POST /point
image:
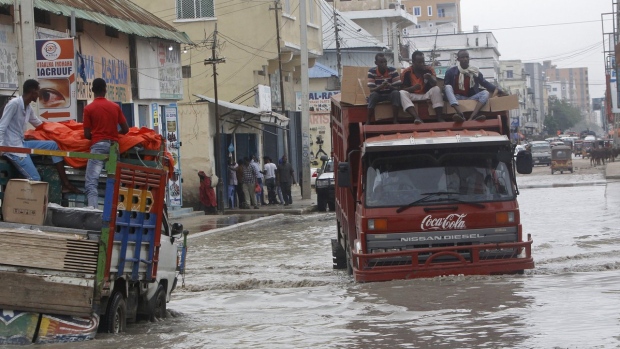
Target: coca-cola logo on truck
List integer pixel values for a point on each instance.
(452, 221)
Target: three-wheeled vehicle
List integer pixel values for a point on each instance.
(577, 148)
(561, 159)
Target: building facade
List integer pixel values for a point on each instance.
(239, 40)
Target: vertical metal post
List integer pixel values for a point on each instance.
(280, 73)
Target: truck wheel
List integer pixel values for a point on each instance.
(332, 206)
(321, 203)
(158, 304)
(339, 256)
(349, 258)
(114, 320)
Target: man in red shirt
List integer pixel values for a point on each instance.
(101, 120)
(420, 84)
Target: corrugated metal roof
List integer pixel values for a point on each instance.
(122, 15)
(321, 71)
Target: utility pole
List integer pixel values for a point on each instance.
(276, 8)
(338, 56)
(305, 105)
(219, 168)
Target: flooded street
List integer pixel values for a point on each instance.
(271, 285)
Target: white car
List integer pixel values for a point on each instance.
(313, 175)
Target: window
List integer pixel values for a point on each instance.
(190, 9)
(42, 17)
(186, 71)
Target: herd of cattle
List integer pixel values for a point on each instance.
(599, 156)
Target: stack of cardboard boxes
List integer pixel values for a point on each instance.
(355, 90)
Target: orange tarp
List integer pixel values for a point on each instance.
(69, 135)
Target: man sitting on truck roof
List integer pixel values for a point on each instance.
(420, 84)
(384, 83)
(14, 118)
(463, 82)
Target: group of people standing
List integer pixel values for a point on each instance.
(246, 182)
(419, 83)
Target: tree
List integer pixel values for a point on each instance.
(562, 116)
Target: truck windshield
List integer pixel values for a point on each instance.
(401, 180)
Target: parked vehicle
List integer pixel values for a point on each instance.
(64, 284)
(325, 186)
(426, 200)
(561, 159)
(541, 153)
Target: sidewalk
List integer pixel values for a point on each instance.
(196, 222)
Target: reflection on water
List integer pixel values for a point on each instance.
(271, 285)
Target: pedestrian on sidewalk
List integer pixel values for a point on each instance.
(239, 173)
(259, 196)
(270, 180)
(284, 178)
(249, 184)
(232, 182)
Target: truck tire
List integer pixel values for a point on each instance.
(321, 203)
(114, 320)
(339, 255)
(349, 256)
(158, 304)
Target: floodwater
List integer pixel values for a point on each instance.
(271, 285)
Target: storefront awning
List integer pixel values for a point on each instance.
(266, 117)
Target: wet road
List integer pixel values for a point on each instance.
(270, 285)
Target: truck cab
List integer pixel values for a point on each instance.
(426, 200)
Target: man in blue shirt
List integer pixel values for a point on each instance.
(384, 84)
(14, 118)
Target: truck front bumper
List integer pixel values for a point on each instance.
(482, 259)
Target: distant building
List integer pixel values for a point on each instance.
(577, 84)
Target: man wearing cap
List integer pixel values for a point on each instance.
(462, 82)
(101, 120)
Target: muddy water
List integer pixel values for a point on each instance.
(272, 286)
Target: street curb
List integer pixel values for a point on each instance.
(231, 227)
(562, 185)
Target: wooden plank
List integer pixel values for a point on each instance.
(38, 293)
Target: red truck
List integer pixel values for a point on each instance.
(439, 198)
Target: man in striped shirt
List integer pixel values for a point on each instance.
(384, 84)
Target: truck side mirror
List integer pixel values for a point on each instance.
(344, 175)
(524, 162)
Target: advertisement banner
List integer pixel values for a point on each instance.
(172, 146)
(55, 62)
(8, 58)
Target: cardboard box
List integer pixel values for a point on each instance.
(25, 201)
(384, 111)
(504, 103)
(466, 106)
(354, 88)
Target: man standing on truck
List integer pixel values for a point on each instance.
(101, 120)
(384, 83)
(14, 117)
(420, 84)
(463, 82)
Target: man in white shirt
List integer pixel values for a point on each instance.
(270, 180)
(259, 179)
(14, 118)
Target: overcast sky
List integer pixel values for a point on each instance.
(578, 43)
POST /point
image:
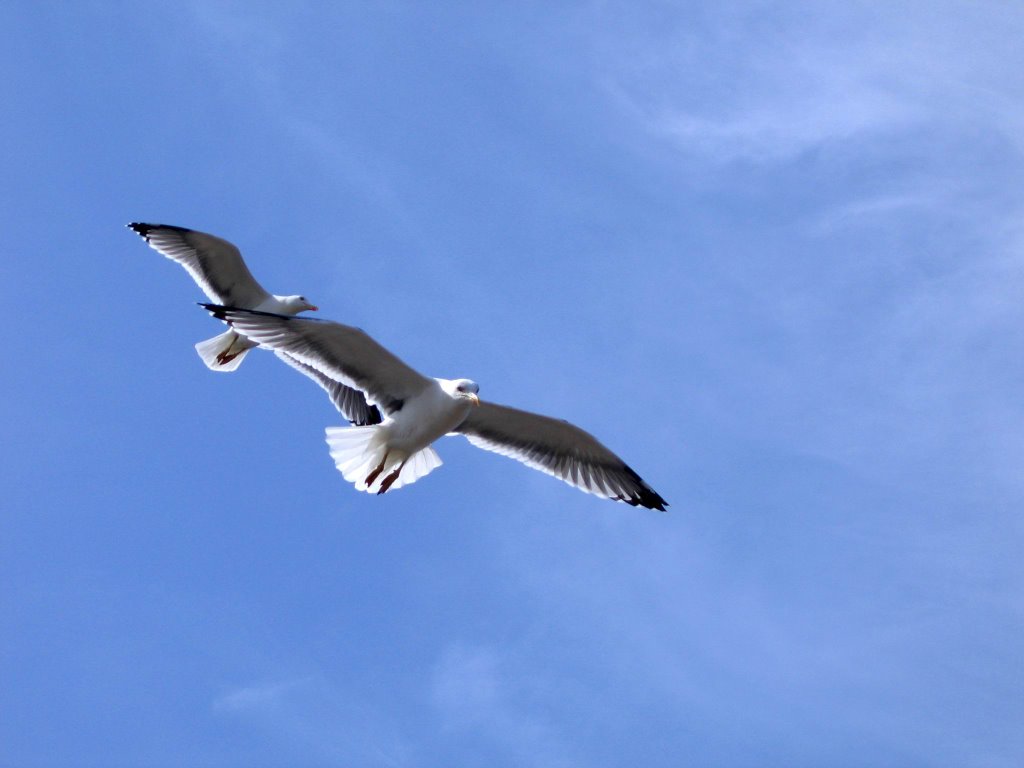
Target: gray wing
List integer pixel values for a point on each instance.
(560, 450)
(215, 264)
(350, 402)
(342, 353)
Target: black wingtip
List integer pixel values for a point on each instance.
(141, 229)
(144, 230)
(644, 496)
(217, 310)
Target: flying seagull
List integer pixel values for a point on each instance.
(418, 410)
(217, 267)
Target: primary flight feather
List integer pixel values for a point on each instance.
(219, 270)
(418, 410)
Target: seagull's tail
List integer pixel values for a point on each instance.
(361, 456)
(224, 352)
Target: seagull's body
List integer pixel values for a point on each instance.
(417, 411)
(218, 268)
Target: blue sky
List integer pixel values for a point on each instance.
(769, 253)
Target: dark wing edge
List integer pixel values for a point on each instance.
(560, 450)
(342, 353)
(350, 402)
(215, 264)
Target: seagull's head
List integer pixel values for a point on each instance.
(464, 389)
(296, 304)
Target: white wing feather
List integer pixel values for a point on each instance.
(560, 450)
(215, 264)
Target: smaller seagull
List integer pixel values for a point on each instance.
(418, 411)
(218, 268)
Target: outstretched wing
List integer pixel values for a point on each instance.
(350, 402)
(342, 353)
(560, 450)
(214, 263)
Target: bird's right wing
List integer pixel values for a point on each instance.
(215, 264)
(559, 449)
(342, 353)
(350, 402)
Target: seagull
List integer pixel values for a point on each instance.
(217, 267)
(417, 411)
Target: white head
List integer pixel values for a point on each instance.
(462, 389)
(295, 304)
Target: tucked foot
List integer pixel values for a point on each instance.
(390, 478)
(373, 475)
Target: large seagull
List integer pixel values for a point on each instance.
(416, 411)
(217, 267)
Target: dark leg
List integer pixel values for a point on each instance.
(380, 468)
(390, 478)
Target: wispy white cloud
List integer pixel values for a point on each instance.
(314, 716)
(749, 84)
(474, 691)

§ AIM OF THE EXERCISE:
Work from the entries above. Set down exactly and only the lines from the line with "Target: man standing on truck" to the line with "Target: dark leg", both included, and leave the pictures out.

§ RESULT:
Target: man standing on truck
List integer pixel values for a point on each instance.
(101, 120)
(384, 83)
(14, 117)
(420, 84)
(463, 82)
Target: man in white shirt
List integer pixel values for a point on each instance.
(270, 180)
(259, 179)
(14, 118)
Target: overcast sky
List integer pixel values for a point on each instance.
(578, 43)
POST /point
image:
Target: gray wing
List integer pixel values for a point on each instance.
(560, 450)
(215, 264)
(350, 402)
(342, 353)
Target: black wingtip
List integer pixel values for a point on each instance.
(141, 229)
(144, 230)
(644, 496)
(217, 310)
Target: flying seagull
List integer pixel values for a point on each instance.
(418, 410)
(217, 267)
Target: primary flight feather
List integer pixel values for a point on each instance.
(219, 270)
(418, 410)
Target: seagull's tail
List integer pixel values for a point on each instance.
(361, 456)
(224, 352)
Target: seagull's body
List integer pixel values for a point on each instance.
(417, 411)
(218, 268)
Target: blue sky
List integer pixel values for a point on each instance.
(769, 253)
Target: dark wing edge
List integer pixel values for a point on each instance.
(560, 450)
(342, 353)
(350, 402)
(215, 264)
Target: seagull's head
List integer pixel values for a point on each instance.
(464, 389)
(296, 304)
Target: white wing feather
List integer pixel values for a point on each instance.
(560, 450)
(215, 264)
Target: smaller seagull
List integer pixel values for a point on each instance.
(418, 411)
(218, 268)
Target: outstretched wing
List integer pixel values for a point on each instance.
(350, 402)
(342, 353)
(560, 450)
(214, 263)
Target: bird's right wing
List integer pixel values for a point on each instance.
(215, 264)
(559, 449)
(342, 353)
(350, 402)
Target: seagull
List integer pixel values for a point on each instance.
(217, 267)
(417, 411)
Target: white head
List integer pixel values for a point on each instance.
(462, 389)
(295, 304)
Target: tucked foot
List integer pixel values for a point on each instance.
(390, 478)
(373, 475)
Target: large seagull
List integer pixel values for a point on each instance.
(416, 411)
(217, 267)
Target: dark leg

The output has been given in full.